• [SOURCE DOCUMENT]:

======

One of these two fabulous illustrators once turned down a gig to illustrate one of my texts. (Not that the other accepted. No, in fact, I’m 99.9% sure the other one wasn’t offered the text. And in fact the illustrator who ended up accepting is amazing and wonderful and absolutely perfect for the job.) I won’t say which one and I won’t say which text, but as I read their words I couldn’t help but be awed by the fact that one of these two men actually *read* something that I wrote. (Yes, I know I am far too easily pleased.) Anyway, their honesty about feeling unsure or tentative or downright fearful somewhere along the process of making a book was not only endearing, but made me feel empathetic twangs of insecurity flowing between myself and these two men I don’t even know but whose work I deeply admire.

Here are a couple of quotes to whet your appetite:

Paul O. Zelinsky
: Then once I’m into the process, I begin to worry and curse. It looked like a guaranteed smooth sail from sketch to finish but it isn’t; I thought I knew how it should look and work but I don’t; I thought I could do it but I can’t.

======

• [REQUIRED ACTIONS]:
• A. Summarize the passage about the two illustrators in two sentences.
• B. Please condense the paragraph of the passage about the two illustrators that opens with "One of these two fabulous illustrators" into a short bulleted list that keeps its main facts.
• C. Reproduce the part of the passage about the two illustrators that begins at the words "Here are a couple" and stops after the words "but I can’t.".

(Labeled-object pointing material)
======

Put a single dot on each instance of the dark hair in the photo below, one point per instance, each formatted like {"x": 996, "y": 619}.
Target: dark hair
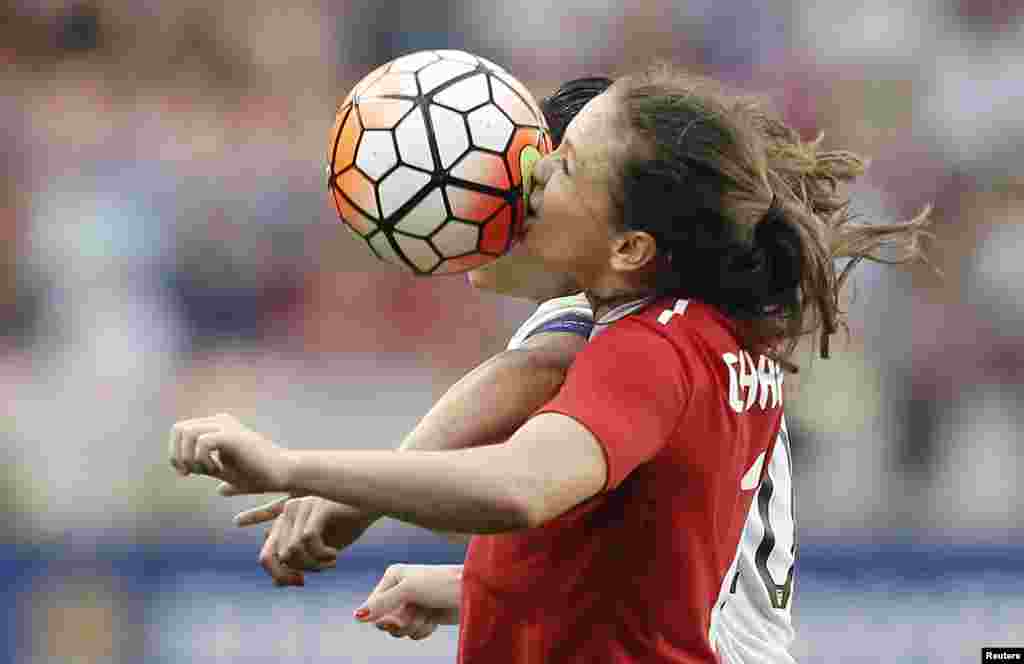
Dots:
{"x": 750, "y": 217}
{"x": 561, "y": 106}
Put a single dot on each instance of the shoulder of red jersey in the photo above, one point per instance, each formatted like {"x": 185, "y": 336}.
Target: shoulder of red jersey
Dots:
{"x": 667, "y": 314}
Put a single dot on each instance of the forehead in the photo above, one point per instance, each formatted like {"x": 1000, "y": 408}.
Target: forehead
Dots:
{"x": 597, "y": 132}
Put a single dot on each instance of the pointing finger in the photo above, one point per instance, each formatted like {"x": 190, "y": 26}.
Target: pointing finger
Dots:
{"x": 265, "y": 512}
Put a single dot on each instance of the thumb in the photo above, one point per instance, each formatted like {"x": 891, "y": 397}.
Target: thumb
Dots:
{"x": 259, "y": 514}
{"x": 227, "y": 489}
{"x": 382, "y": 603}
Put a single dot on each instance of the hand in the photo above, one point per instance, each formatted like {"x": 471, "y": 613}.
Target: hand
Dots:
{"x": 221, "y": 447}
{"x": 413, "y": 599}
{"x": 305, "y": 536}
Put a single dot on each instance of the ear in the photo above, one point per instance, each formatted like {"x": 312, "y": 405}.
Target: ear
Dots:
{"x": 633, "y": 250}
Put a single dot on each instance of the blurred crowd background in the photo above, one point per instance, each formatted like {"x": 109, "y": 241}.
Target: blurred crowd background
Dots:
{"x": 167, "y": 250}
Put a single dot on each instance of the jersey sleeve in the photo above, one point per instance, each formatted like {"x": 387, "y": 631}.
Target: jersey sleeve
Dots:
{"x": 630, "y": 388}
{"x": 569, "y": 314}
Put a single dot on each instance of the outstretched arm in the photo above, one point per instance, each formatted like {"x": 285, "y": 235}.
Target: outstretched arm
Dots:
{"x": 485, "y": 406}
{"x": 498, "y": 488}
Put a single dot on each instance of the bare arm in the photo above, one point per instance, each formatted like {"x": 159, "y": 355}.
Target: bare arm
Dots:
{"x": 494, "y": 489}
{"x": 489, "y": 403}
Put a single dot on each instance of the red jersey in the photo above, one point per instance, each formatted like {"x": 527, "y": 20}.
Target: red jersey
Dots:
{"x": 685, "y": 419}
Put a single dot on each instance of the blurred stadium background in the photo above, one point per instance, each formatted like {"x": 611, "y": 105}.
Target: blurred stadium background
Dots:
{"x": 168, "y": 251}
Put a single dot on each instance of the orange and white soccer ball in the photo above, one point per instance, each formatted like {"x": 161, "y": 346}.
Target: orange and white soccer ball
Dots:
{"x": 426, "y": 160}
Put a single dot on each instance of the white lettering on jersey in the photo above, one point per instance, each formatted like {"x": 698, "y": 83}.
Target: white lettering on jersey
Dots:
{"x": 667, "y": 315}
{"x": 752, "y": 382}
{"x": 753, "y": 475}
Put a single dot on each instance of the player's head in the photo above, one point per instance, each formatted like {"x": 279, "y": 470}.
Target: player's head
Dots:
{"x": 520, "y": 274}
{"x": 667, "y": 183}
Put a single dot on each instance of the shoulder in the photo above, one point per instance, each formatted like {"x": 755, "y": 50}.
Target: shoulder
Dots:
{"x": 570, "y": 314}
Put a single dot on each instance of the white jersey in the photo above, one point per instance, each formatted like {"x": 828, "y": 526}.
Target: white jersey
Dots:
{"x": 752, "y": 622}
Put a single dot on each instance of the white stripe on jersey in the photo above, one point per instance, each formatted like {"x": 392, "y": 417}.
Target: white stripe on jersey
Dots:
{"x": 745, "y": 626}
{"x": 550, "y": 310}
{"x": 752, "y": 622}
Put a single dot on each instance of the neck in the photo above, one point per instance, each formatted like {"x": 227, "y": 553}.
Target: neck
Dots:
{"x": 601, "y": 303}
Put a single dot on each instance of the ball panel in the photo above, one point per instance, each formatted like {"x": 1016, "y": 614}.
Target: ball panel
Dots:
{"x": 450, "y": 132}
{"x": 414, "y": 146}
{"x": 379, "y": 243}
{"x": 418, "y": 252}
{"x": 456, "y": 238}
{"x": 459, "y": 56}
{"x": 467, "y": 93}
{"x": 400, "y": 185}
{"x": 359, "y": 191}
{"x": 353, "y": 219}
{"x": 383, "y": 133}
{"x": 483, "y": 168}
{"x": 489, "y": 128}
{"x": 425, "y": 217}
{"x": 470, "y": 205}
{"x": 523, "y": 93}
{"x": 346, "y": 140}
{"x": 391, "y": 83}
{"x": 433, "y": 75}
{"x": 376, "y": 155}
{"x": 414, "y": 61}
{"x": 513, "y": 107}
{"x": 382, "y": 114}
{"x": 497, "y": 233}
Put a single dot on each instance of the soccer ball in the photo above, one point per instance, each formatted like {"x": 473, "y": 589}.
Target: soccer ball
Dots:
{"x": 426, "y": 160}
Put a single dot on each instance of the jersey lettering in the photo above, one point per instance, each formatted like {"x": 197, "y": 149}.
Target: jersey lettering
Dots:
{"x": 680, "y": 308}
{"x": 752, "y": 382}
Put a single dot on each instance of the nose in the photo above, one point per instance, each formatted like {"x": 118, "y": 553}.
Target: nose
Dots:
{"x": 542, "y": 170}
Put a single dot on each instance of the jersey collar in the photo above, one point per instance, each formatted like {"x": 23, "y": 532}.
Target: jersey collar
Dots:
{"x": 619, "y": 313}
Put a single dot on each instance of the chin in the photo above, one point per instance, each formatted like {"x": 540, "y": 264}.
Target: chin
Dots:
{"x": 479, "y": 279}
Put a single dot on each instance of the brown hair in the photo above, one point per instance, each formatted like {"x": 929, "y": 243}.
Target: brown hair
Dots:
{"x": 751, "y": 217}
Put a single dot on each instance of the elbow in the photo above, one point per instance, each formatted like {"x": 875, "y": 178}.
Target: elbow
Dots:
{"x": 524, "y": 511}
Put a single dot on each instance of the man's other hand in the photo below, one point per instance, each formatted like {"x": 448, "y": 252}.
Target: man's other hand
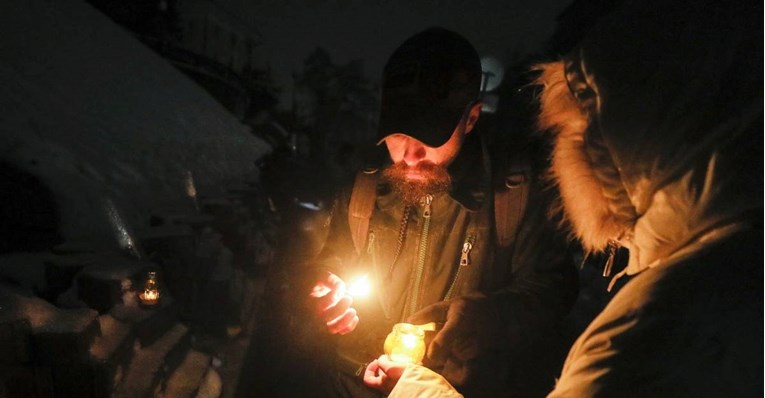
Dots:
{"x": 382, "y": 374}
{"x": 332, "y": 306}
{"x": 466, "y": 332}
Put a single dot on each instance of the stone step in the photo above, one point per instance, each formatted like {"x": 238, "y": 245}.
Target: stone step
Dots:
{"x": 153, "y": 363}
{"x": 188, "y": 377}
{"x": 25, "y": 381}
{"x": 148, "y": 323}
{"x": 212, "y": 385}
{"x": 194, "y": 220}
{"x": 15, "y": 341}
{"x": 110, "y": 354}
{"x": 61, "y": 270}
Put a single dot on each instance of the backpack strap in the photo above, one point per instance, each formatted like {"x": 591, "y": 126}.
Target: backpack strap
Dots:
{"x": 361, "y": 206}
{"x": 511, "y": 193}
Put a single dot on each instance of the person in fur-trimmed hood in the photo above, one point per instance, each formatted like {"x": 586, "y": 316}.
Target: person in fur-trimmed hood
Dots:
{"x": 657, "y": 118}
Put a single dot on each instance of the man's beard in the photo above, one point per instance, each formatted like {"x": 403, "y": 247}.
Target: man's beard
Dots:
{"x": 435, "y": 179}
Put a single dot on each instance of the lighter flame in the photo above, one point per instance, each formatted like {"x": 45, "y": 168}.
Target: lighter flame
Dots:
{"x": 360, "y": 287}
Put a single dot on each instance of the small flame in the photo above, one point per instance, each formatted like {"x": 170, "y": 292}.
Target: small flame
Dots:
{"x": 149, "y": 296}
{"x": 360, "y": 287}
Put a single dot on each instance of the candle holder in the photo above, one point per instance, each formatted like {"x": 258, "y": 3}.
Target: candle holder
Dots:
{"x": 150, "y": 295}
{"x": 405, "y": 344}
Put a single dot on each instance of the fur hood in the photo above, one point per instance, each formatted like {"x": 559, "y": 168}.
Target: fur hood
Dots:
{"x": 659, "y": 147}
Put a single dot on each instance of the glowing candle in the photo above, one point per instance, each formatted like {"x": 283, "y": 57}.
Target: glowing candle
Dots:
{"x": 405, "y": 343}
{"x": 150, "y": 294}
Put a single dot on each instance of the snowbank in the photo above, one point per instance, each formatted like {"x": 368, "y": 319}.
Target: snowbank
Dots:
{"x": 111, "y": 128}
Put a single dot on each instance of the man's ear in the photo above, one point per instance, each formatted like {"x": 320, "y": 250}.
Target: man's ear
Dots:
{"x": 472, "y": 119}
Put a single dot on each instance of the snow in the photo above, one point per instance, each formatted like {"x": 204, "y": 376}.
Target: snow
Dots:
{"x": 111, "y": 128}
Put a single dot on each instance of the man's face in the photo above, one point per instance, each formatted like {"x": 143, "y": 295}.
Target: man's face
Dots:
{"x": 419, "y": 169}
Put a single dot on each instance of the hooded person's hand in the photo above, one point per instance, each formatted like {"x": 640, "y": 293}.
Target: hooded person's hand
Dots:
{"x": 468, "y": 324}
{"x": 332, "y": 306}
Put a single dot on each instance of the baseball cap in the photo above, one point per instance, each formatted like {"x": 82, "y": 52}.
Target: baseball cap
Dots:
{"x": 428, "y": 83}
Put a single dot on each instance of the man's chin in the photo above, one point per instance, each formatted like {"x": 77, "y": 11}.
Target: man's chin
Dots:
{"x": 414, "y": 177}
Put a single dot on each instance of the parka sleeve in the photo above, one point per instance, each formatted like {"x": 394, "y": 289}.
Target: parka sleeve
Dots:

======

• [EXPECTED RESULTS]:
• A. The writer says one of two admired illustrators once turned down a job illustrating one of the writer's texts, and is awed that he actually read something the writer wrote. The two men's honesty about feeling unsure or fearful while making a book struck the writer as endearing and stirred a shared sense of insecurity.

• B.
- One of the two illustrators once declined to illustrate one of the writer's texts.
- The other almost certainly was never offered that text.
- The illustrator who finally accepted was perfect for the job.
- The writer won't say which illustrator or which text, but is awed that one of them read the writer's work.
- Their honesty about feeling unsure or fearful while making a book was endearing and made the writer feel a shared insecurity with two men the writer doesn't know but deeply admires.

• C.
Here are a couple of quotes to whet your appetite:

Paul O. Zelinsky
: Then once I’m into the process, I begin to worry and curse. It looked like a guaranteed smooth sail from sketch to finish but it isn’t; I thought I knew how it should look and work but I don’t; I thought I could do it but I can’t.